Reports: Wildfires Closing in to Chernobyl Nuclear Plant
Forest fires that have been raging for several days in northern Ukraine are now no more than a few kilometers from the abandoned Chernobyl nuclear plant, reports say.
Tour operator Yaroslav Emelianenko said one had reached the abandoned town of Pripyat, which used to serve the plant. He said it was now just 2km (1.24 miles) from where the most dangerous waste from the plant was stored, the BBC reports.
Greenpeace said the fires were much bigger than the authorities realized.
The NGO's Russia branch, quoted by Reuters, said the largest fire covered 34,000 hectares, while a second fire just a kilometer from the former plant was 12,000 hectares in area.
Mr. Emelianenko also said that if the fire engulfed Pripyat it would be an economic disaster, as supervised tourist visits provided valuable revenue.
Police said the fire had been burning since the weekend of 4 April, after a man set fire to dry grass near the exclusion zone. It has since moved closer to the nuclear plant.
More than 300 firefighters with dozens of pieces of special hardware are reportedly working at the site, while six helicopters and planes are attempting to extinguish the fire from above.

**Data**
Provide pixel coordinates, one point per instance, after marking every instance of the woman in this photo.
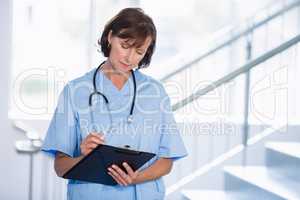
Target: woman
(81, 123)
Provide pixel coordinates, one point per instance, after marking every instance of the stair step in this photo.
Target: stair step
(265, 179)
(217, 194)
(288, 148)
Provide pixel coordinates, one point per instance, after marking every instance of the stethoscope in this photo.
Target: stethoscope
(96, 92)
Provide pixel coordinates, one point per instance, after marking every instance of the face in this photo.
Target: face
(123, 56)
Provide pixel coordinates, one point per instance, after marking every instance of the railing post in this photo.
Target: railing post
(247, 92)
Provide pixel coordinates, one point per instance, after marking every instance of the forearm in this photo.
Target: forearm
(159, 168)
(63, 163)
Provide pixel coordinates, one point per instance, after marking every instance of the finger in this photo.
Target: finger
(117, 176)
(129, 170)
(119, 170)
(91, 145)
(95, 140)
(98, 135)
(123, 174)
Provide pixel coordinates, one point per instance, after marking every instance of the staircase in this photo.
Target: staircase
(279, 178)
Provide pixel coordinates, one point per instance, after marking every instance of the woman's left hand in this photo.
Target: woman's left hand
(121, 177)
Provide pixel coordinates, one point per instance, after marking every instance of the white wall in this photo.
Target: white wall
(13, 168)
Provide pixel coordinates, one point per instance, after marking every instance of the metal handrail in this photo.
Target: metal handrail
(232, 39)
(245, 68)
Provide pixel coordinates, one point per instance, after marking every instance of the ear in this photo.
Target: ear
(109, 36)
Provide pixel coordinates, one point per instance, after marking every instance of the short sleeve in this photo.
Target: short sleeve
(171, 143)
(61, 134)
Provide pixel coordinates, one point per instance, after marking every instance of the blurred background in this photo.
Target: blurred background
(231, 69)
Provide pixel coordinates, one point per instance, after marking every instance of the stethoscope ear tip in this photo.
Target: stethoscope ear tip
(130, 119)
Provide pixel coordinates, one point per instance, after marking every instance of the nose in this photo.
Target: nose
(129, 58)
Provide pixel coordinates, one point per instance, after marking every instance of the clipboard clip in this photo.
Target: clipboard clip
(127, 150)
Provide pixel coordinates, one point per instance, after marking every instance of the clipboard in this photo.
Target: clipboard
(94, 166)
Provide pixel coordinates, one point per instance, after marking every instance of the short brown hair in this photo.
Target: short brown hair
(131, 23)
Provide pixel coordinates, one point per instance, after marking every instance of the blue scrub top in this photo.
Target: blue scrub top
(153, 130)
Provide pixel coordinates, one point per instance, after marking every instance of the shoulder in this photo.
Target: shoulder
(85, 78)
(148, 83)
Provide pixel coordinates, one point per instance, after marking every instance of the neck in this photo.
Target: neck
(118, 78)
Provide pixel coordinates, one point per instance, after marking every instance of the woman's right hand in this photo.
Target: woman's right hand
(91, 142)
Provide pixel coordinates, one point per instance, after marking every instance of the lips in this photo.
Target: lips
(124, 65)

==

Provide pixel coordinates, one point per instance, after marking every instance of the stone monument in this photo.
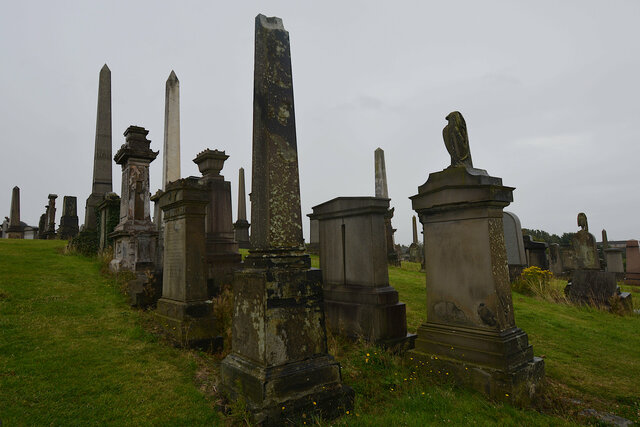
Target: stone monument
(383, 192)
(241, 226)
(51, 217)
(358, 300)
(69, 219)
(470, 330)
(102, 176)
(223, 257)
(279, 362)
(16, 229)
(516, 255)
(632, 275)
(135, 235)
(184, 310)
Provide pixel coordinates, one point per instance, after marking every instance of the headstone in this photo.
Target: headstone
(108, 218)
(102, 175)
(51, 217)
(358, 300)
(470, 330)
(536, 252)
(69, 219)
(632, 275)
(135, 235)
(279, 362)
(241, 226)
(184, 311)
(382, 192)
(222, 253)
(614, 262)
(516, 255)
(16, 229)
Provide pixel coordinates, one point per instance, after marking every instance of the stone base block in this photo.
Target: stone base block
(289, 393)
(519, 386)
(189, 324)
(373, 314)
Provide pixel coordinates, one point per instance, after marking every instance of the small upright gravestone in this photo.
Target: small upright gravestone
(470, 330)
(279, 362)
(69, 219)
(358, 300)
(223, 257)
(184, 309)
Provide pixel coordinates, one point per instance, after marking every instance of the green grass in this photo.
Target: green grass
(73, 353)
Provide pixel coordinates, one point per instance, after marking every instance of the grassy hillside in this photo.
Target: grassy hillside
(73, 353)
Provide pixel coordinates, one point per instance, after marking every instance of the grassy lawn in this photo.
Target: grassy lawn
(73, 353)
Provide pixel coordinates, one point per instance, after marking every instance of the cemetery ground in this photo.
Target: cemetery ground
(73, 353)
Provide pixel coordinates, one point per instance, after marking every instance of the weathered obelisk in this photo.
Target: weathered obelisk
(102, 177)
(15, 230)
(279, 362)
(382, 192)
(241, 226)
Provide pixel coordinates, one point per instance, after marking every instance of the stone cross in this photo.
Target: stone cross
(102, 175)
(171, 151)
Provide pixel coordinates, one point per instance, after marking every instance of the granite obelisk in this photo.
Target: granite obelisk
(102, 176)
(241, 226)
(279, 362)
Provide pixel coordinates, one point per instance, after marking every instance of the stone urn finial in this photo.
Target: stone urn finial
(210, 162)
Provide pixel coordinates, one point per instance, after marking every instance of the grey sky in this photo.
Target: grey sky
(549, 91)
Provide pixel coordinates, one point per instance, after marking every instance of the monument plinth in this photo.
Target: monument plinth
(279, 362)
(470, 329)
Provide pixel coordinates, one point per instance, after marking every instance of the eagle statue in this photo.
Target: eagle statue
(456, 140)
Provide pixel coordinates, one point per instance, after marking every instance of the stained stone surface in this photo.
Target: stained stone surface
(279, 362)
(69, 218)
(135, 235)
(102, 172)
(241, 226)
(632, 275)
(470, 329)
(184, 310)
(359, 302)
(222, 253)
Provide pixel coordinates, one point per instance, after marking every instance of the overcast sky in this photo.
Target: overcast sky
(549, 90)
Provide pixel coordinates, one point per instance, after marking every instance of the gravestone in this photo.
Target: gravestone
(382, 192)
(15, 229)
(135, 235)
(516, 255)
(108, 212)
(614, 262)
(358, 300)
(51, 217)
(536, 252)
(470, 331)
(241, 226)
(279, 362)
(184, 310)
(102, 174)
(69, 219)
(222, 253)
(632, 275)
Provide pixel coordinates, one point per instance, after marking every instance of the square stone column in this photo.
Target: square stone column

**Tasks**
a - Rewrite the Chernobyl wildfire report from "The NGO's Russia" up to and including "the nuclear plant.", replacing "hectares" with "ha".
b - According to the Chernobyl wildfire report, how many firefighters are reportedly working at the site?
c - Continue the Chernobyl wildfire report from its final sentence.

**List of answers**
a -
The NGO's Russia branch, quoted by Reuters, said the largest fire covered 34,000 ha, while a second fire just a kilometer from the former plant was 12,000 ha in area.
Mr. Emelianenko also said that if the fire engulfed Pripyat it would be an economic disaster, as supervised tourist visits provided valuable revenue.
Police said the fire had been burning since the weekend of 4 April, after a man set fire to dry grass near the exclusion zone. It has since moved closer to the nuclear plant.

b - More than 300.

c -
"Firefighters have struggled to control wildfires burning through the radioactive forest in the abandoned territory around the Chernobyl nuclear plant, where radiation levels are considerably lower than they were immediately after the 1986 incident, but still pose risks.
"Radiation readings near the wildfires, where smoke is swirling about, have been elevated, with the wind blowing toward rural areas of Russia and Belarus for most of the past week. The wind shifted Friday toward Kyiv, the Ukrainian capital, but authorities say the radiation level is still normal in the city, whose population is about three million," The New York Times has reported.
"Already in lockdown because of the coronavirus, Ukraine is now also contending with fires in the post-apocalyptic landscape of the Chernobyl zone," reads the article by the NY Times.